**Problem requirements:** Copy out the lines below, changing every "segmentation" to "outline" and leaving everything else the same.

**The data:**
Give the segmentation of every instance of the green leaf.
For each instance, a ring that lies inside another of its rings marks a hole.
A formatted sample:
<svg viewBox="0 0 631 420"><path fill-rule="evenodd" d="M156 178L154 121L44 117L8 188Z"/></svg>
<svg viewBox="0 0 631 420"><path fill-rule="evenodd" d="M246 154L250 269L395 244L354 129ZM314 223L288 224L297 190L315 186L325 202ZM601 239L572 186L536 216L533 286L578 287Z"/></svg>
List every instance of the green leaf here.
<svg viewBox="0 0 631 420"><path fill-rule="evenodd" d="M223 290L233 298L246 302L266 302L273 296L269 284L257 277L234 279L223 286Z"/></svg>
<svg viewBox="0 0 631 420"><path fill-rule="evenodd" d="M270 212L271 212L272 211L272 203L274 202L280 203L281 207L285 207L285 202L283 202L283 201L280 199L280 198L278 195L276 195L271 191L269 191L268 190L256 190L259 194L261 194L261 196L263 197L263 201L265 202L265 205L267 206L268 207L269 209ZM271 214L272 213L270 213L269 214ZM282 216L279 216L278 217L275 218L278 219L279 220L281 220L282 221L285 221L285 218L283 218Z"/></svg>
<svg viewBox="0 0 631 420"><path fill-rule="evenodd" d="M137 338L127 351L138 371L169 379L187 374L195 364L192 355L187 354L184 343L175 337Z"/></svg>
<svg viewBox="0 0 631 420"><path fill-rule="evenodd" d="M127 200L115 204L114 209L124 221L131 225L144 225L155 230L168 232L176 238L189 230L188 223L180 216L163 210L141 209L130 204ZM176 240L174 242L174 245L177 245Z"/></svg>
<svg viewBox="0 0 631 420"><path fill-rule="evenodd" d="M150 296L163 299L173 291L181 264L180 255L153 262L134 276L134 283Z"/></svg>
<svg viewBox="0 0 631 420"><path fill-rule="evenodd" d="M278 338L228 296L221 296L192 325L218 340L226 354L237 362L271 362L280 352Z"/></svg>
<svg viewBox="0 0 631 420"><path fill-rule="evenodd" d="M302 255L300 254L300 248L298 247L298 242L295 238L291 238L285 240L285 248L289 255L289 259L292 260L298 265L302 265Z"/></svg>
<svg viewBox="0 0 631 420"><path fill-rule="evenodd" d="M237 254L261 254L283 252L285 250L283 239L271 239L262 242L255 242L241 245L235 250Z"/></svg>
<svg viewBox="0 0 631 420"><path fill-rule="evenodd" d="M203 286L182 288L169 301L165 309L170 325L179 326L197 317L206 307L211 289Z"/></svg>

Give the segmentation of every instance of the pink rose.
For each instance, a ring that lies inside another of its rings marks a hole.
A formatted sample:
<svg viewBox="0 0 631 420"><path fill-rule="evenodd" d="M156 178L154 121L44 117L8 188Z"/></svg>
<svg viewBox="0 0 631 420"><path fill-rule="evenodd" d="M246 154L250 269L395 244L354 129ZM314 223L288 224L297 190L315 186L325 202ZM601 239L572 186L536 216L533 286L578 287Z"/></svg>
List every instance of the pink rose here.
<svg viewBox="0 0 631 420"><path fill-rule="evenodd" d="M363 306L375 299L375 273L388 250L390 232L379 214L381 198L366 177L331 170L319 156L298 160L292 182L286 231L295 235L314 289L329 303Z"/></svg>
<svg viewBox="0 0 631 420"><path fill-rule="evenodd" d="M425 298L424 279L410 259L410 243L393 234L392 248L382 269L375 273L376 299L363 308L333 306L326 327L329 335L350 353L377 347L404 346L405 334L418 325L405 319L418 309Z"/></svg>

**Response for this exercise:**
Give the outline of every instance of the green leaf.
For each instance, a ring that lies inside another of its rings marks a hole.
A formatted sample:
<svg viewBox="0 0 631 420"><path fill-rule="evenodd" d="M156 178L154 121L44 117L8 188Z"/></svg>
<svg viewBox="0 0 631 420"><path fill-rule="evenodd" d="M246 154L250 269L395 244L354 129ZM314 223L288 224L297 190L315 186L325 202ZM601 239L572 186L536 216L533 286L578 287Z"/></svg>
List every instance of the green leaf here.
<svg viewBox="0 0 631 420"><path fill-rule="evenodd" d="M223 290L233 298L246 302L266 302L273 296L269 284L257 277L234 279L223 286Z"/></svg>
<svg viewBox="0 0 631 420"><path fill-rule="evenodd" d="M270 212L271 212L272 211L272 203L274 202L280 203L281 207L285 207L285 202L283 202L283 201L280 199L280 198L278 195L276 195L271 191L269 191L268 190L256 190L259 194L261 194L261 196L263 197L263 201L265 202L265 205L267 206L268 207L269 209ZM271 214L272 213L270 213L269 214ZM282 216L279 216L278 217L275 218L278 219L279 220L281 220L282 221L285 221L285 218L283 218Z"/></svg>
<svg viewBox="0 0 631 420"><path fill-rule="evenodd" d="M137 338L127 351L138 371L169 379L187 374L195 364L192 355L187 354L184 343L175 337Z"/></svg>
<svg viewBox="0 0 631 420"><path fill-rule="evenodd" d="M127 200L115 204L114 209L124 221L131 225L144 225L155 230L168 232L176 238L189 230L188 223L180 216L163 210L141 209L130 204ZM176 240L174 242L174 245L177 245Z"/></svg>
<svg viewBox="0 0 631 420"><path fill-rule="evenodd" d="M150 296L163 299L173 291L181 264L180 255L153 262L134 276L134 283Z"/></svg>
<svg viewBox="0 0 631 420"><path fill-rule="evenodd" d="M278 338L228 296L221 296L192 325L218 340L226 354L237 362L271 362L280 352Z"/></svg>
<svg viewBox="0 0 631 420"><path fill-rule="evenodd" d="M302 255L300 254L300 248L298 247L298 242L295 238L291 238L285 240L285 248L289 255L289 259L292 260L298 265L302 265Z"/></svg>
<svg viewBox="0 0 631 420"><path fill-rule="evenodd" d="M237 254L261 254L283 252L285 250L283 239L271 239L262 242L255 242L241 245L235 250Z"/></svg>
<svg viewBox="0 0 631 420"><path fill-rule="evenodd" d="M203 286L182 288L169 301L165 309L170 325L179 326L197 317L206 307L211 289Z"/></svg>

Give the outline of every instance of the pink rose.
For each instance, a ring that lies inside another of its rings marks a hole.
A formatted sample:
<svg viewBox="0 0 631 420"><path fill-rule="evenodd" d="M156 178L154 121L44 117L8 188Z"/></svg>
<svg viewBox="0 0 631 420"><path fill-rule="evenodd" d="M246 154L250 269L395 244L354 129ZM314 223L288 224L297 190L315 186L325 202ZM601 239L572 186L536 216L533 286L578 287Z"/></svg>
List every instance of the pink rose here.
<svg viewBox="0 0 631 420"><path fill-rule="evenodd" d="M363 306L375 299L375 273L388 250L390 232L379 214L381 198L366 177L331 170L319 156L298 160L292 182L286 231L295 235L314 289L329 303Z"/></svg>
<svg viewBox="0 0 631 420"><path fill-rule="evenodd" d="M425 298L424 279L410 259L410 243L393 234L392 248L382 269L375 273L376 299L363 308L333 306L326 327L329 335L350 353L377 347L404 346L405 334L418 325L405 319L418 309Z"/></svg>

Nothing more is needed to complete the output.